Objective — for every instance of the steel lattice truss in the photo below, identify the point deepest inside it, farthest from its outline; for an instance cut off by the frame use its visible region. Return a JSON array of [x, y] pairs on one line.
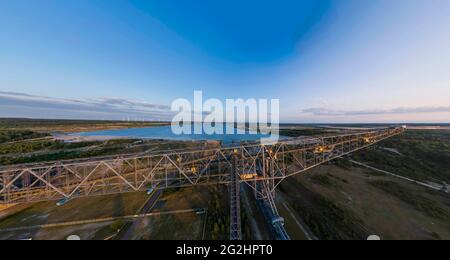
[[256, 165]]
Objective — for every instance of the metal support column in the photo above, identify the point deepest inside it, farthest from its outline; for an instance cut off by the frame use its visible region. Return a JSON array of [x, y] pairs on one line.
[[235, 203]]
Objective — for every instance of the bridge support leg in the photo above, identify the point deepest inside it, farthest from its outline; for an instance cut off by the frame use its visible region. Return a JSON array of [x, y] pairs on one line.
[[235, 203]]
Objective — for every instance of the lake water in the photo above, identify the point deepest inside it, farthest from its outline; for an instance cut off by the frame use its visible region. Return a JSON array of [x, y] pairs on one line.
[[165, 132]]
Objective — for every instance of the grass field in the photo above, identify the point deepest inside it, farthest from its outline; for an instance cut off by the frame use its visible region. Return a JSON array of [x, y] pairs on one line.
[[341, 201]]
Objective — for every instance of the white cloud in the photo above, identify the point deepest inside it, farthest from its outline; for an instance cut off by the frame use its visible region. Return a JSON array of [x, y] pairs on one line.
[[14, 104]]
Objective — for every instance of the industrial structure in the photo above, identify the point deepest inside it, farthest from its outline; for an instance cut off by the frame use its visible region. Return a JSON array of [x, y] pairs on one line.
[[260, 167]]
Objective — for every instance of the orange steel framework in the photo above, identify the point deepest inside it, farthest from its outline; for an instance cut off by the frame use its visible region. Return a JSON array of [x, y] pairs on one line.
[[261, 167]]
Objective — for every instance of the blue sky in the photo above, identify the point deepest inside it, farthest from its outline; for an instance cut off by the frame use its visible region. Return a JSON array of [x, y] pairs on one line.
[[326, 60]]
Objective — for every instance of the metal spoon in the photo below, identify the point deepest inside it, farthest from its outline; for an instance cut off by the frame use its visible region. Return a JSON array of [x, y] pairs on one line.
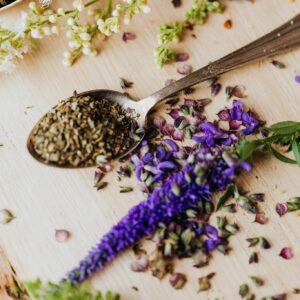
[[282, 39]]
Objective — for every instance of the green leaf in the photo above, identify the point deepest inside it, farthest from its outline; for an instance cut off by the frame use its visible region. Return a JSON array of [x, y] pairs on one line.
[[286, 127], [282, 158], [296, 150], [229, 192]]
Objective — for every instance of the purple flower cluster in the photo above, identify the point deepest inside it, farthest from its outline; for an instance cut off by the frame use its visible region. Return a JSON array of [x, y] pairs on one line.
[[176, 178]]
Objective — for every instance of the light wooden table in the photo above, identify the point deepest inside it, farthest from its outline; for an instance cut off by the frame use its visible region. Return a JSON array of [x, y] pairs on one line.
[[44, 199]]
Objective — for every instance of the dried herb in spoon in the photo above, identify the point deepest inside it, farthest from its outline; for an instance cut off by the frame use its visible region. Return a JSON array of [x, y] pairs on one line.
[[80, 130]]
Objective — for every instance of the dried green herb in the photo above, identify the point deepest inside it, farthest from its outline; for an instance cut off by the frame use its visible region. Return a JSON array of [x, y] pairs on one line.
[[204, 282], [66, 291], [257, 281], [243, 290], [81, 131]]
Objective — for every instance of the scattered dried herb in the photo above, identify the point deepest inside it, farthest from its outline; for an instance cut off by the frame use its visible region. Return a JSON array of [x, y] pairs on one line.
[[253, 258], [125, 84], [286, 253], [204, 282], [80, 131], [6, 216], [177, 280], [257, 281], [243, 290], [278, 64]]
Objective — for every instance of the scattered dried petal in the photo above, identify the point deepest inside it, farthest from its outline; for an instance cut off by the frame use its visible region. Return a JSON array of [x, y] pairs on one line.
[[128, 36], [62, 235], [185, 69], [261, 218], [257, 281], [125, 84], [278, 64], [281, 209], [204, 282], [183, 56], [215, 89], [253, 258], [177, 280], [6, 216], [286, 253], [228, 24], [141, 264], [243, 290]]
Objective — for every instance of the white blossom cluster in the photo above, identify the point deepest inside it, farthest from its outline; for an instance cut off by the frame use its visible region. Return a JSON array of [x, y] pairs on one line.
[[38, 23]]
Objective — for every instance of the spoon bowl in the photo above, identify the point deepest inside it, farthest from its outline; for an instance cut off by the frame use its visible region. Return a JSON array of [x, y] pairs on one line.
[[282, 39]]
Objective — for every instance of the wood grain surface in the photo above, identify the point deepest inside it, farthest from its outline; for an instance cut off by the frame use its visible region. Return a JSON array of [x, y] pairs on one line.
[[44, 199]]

PROBLEM TO SOLVE:
Please restate the entries word for word, with all pictures left out.

REPLY TO THE EXERCISE:
Objective — for every instance of the steel lattice truss in the photo below, identify the point deepest inside it, farthest from its outline; for an instance cut off by the frame use its visible region. Return a JSON array of [x, y] pairs on one line.
[[256, 165]]
Objective — for every instance of the metal support column in the photo above, identify the point deepest inside it, farthest from its outline; for an instance cut off by the frame use its visible region. Return a JSON array of [x, y] pairs on one line.
[[235, 203]]
Objective — for every instance of the bridge support leg in the photo above, identify the point deepest inside it, farthest from its outline; for an instance cut off by the frame use its visible region. Return a JSON array of [x, y] pairs on one line.
[[235, 203]]
Objective — for every instance of the lake water in the photo above, identify the point deepest inside it, farthest from its outline; for an instance cut off by the frame use its visible region. Return a JSON array of [x, y] pairs on one line.
[[165, 132]]
Objective — for every instance of the grass field in the photo above, identify the point deepest inside it, farthest from its outline; for an instance cut off by the frame use its visible region. Return a JSON array of [x, y] pairs on one line.
[[341, 201]]
Objective — for every instance of the white cloud in the photo above, identify the point deepest inside it, farthest from its outline; for an instance cut off by the frame use its visible region. Return a JSON array of [x, y] pairs on one line.
[[14, 104]]
Objective — for every instance of the industrial structure in the photo above, identify the point deepest inside it, farthest from its outline; for an instance cut off by the frame use its visible region. Return a JSON array of [x, y] pairs on one line.
[[260, 167]]
Objective — for every instance of the orange steel framework in the photo above, identify the point deepest inside it, farthest from its outline; for an instance cut off by the frame use its visible region. Return a JSON array of [x, y] pairs on one line.
[[261, 167]]
Objective — for every instance of the blue sky in the photo above, identify the point deepest inside it, farthest from its outline; for an instance cut off by the frame use its visible region. Return a JSON array of [x, y] pairs on one line.
[[326, 60]]
Objective — for every instance of the metal spoon in the photo below, identify the point deepest inside it, farthest from its outline; for an instance cut off by the frame use its visible region. Return a JSON array of [x, y] pairs on one line.
[[282, 39]]
Objective — for every instance of the green leaf in the photo above, identify the point deepest inside it, farthest from its outline; for an instance cut off by the frame use its visible region. Return a JSON array of [x, y] pairs on one line.
[[286, 127], [282, 158], [296, 150], [229, 192]]
Objective — for every instance of the purple flower cluster in the photo above, identify the point deepest inside it, farthest from its outline; for an instance cut off by the frame use its visible region. Return a JSON array of [x, y] pairs on one line.
[[176, 178]]
Objective — for every instance of the light wooden table in the photo above, identify the point deepest inside it, farthest from its outline; for an instance cut off by the frame use its visible region. Return a JSON array of [x, y] pairs on one line.
[[44, 199]]
Objective — for every instance of the dried herb in spoon in the photo above, identify the point deepest inside it, farthest from its outline; for an instance cut off by the frame use its visible region. Return a JSON array of [x, y] pairs on one line.
[[80, 130]]
Objective — for every instance of the dried green herb in the photo above, identify the point deepest inside it, farthest from its outline; for an instance cut off by the frame use its visible region. Return a JSON array of [x, y] pairs on one line.
[[204, 282], [66, 291], [257, 281], [243, 290], [81, 131]]
Objective — for every instance of the scattered dried herb in the photo above, identify the point deepest inside it, farthest from its outline; for an instance cut off by the frame use its visible region. Return a JSON array of [x, y] pairs on one line.
[[253, 258], [125, 84], [286, 253], [204, 282], [80, 131], [6, 216], [177, 280], [257, 281], [243, 290], [278, 64]]
Objective — for every instance of the scattered dried petal in the photo above, identify the point deepest inside it, farthest from its outline; for an instance cut off by the frame use its visible region. Return a JSON array of [x, y] pairs on one line.
[[128, 36], [62, 235], [185, 69], [261, 218], [257, 281], [125, 84], [278, 64], [281, 209], [204, 282], [183, 56], [215, 89], [253, 258], [177, 280], [6, 216], [286, 253], [228, 24], [141, 264], [243, 290]]
Objective — for every instance of the white blossom cluster in the photo above, identify the point deepest inside it, farthest from its outline; for an instance cut off by the frame use its visible region. Return a JSON array of [x, y] pairs on one line.
[[38, 23]]
Objective — for every instance of the spoon bowl in the photo above, identify the point deepest inside it, farthest from its outline; for an instance cut off by the frame use its visible region. Return a JSON array of [x, y] pairs on one line.
[[282, 39]]
Objective — for every instance of the wood grain surface in the photo above, identify the point deepest inside it, farthest from its outline; for an instance cut off by the frame use its visible region. Return a JSON array of [x, y] pairs on one line.
[[44, 199]]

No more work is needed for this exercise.